• Page extract
Their core product is software meant to make sweet ad money.


> how long until advertisers get their grubby meathooks into the training data

You're so right. it's not an if anymore, but when. and when it does, you wouldn't know what's an ad and what isn't.

In recent years i started noticing a correlation between alcohol consumption and movies. I couldn't help but notice how many of the movies I've seen in the past few years promote alcohol and try to correlate it with the good times. how many of these are paid promotions? I don't know.

and now, after noticing, this every movie that involves alcohol has become distasteful for me mostly because it casts a shadow on the negative side of alcohol consumption.

I can see how ads in an LLM can go the same route, deeply embedded in the content and indistinguishable from everything else.

• Work order A
In the forum post, what correlation did the writer start noticing in recent years?
• Work order B
Does each statement agree with the forum post? Answer yes or no for each, quoting the deciding words. (i) The writer knows how many of the movies are paid promotions. (ii) The writer thinks ads in an LLM could become indistinguishable from other content. (iii) The writer treats advertisers reaching the training data as a question of if rather than when.
• Work order C
Reproduce word for word the part of the forum post between "You're so right." and "of alcohol consumption.", inclusive.
The data has no connection to the forum post.

• Data provided
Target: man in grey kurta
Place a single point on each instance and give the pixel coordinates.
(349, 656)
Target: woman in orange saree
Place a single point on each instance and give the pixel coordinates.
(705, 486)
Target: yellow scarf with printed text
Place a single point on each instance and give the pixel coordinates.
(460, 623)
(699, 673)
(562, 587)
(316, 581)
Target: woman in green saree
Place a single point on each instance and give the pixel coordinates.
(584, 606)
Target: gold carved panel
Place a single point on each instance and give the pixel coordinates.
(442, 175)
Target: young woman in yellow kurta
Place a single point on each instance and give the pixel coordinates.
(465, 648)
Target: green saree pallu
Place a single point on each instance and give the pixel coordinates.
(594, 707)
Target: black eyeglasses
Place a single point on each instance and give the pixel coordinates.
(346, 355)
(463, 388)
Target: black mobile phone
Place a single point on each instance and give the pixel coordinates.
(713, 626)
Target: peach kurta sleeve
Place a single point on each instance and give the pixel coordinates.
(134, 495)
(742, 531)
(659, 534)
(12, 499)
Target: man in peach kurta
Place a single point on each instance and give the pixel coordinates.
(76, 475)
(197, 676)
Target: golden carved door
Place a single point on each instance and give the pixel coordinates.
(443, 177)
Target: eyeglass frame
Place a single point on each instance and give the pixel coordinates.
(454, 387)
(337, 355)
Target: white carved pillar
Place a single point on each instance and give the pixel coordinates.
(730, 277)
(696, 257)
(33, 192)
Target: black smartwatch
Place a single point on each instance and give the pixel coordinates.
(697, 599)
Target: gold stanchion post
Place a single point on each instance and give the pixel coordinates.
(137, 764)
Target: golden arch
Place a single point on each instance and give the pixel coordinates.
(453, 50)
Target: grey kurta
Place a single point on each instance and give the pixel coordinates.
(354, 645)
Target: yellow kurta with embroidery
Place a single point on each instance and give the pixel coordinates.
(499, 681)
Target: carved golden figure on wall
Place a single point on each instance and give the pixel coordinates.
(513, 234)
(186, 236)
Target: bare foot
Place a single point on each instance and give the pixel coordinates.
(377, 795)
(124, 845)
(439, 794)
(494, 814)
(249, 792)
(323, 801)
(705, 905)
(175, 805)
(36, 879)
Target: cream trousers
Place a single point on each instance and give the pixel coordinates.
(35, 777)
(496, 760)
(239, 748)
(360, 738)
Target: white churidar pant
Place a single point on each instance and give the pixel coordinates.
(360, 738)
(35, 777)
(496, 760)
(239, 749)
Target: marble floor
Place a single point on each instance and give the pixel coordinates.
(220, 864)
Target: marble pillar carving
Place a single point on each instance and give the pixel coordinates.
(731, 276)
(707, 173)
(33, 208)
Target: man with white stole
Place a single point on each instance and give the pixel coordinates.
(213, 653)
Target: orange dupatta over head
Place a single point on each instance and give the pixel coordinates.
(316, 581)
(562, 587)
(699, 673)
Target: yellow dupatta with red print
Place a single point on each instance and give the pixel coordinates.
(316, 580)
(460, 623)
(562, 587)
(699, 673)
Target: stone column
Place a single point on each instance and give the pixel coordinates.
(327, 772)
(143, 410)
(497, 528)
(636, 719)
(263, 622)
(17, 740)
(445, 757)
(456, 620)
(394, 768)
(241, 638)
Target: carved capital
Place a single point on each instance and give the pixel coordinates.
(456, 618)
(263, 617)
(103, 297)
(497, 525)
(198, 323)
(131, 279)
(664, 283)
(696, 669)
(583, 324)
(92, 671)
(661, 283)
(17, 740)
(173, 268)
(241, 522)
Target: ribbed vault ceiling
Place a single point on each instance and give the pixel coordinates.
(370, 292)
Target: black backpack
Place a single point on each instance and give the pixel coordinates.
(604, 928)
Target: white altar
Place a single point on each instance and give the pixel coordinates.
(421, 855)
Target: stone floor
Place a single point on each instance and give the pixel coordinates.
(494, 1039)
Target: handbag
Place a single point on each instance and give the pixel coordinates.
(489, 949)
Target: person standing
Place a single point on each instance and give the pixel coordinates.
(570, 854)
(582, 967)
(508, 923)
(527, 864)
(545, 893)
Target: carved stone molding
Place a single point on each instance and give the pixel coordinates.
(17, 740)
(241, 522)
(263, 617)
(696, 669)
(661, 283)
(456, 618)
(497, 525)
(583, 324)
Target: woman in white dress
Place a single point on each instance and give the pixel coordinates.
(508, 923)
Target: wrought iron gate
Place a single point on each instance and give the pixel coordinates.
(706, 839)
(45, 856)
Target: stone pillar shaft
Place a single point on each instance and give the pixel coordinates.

• Exercise result A
A correlation between alcohol consumption and movies.

• Exercise result B
(i) No: "how many of these are paid promotions? I don't know."
(ii) Yes: "deeply embedded in the content and indistinguishable from everything else."
(iii) No: "it's not an if anymore, but when."

• Exercise result C
You're so right. it's not an if anymore, but when. and when it does, you wouldn't know what's an ad and what isn't.

In recent years i started noticing a correlation between alcohol consumption and movies. I couldn't help but notice how many of the movies I've seen in the past few years promote alcohol and try to correlate it with the good times. how many of these are paid promotions? I don't know.

and now, after noticing, this every movie that involves alcohol has become distasteful for me mostly because it casts a shadow on the negative side of alcohol consumption.